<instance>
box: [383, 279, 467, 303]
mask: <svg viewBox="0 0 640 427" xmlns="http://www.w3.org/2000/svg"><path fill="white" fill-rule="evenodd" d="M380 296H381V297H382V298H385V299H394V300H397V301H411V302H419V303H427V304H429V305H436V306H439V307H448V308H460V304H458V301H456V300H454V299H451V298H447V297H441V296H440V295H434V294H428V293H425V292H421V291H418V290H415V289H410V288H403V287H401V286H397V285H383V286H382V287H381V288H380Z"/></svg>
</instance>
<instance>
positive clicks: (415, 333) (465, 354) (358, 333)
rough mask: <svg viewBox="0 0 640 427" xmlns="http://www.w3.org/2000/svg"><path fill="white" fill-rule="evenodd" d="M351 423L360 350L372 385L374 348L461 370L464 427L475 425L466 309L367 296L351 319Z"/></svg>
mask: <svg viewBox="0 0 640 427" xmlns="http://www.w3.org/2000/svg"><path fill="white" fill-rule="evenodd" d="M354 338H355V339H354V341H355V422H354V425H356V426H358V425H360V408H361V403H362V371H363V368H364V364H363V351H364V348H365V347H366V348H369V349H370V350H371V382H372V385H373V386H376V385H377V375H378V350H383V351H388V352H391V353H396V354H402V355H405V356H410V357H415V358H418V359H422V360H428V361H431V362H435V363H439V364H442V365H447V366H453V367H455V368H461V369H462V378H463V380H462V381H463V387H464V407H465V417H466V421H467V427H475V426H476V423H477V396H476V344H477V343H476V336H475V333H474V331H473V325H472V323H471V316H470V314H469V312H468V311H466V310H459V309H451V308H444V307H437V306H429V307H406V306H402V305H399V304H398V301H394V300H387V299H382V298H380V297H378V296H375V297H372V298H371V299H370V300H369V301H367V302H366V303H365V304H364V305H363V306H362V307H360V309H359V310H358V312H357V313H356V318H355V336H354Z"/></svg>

The problem - Rewrite the data above, changing "rough mask" to "coarse mask" wherever it occurs and keeping every other character the same.

Solution to the problem -
<instance>
box: [383, 279, 467, 303]
mask: <svg viewBox="0 0 640 427" xmlns="http://www.w3.org/2000/svg"><path fill="white" fill-rule="evenodd" d="M380 296H381V297H382V298H385V299H394V300H397V301H411V302H419V303H427V304H429V305H436V306H439V307H448V308H460V304H458V301H456V300H454V299H451V298H447V297H441V296H440V295H434V294H428V293H425V292H421V291H418V290H415V289H410V288H403V287H401V286H397V285H383V286H382V287H381V288H380Z"/></svg>
</instance>
<instance>
positive clicks: (415, 333) (465, 354) (358, 333)
coarse mask: <svg viewBox="0 0 640 427" xmlns="http://www.w3.org/2000/svg"><path fill="white" fill-rule="evenodd" d="M351 423L360 350L372 385L374 348L461 370L464 427L475 425L466 309L367 296L351 319Z"/></svg>
mask: <svg viewBox="0 0 640 427" xmlns="http://www.w3.org/2000/svg"><path fill="white" fill-rule="evenodd" d="M354 338H355V339H354V341H355V422H354V425H356V426H358V425H360V408H361V403H362V371H363V368H364V364H363V351H364V348H365V347H366V348H369V349H370V350H371V382H372V385H373V386H376V385H377V375H378V350H383V351H388V352H391V353H396V354H402V355H405V356H410V357H415V358H418V359H422V360H428V361H431V362H435V363H439V364H442V365H447V366H453V367H455V368H461V369H462V378H463V380H462V381H463V387H464V407H465V417H466V421H467V427H475V426H476V423H477V396H476V344H477V343H476V336H475V333H474V331H473V325H472V323H471V316H470V314H469V312H468V311H466V310H459V309H451V308H444V307H437V306H429V307H406V306H402V305H399V304H398V301H394V300H387V299H382V298H380V297H378V296H375V297H372V298H371V299H370V300H369V301H367V302H366V303H365V304H364V305H363V306H362V307H360V309H359V310H358V312H357V313H356V318H355V336H354Z"/></svg>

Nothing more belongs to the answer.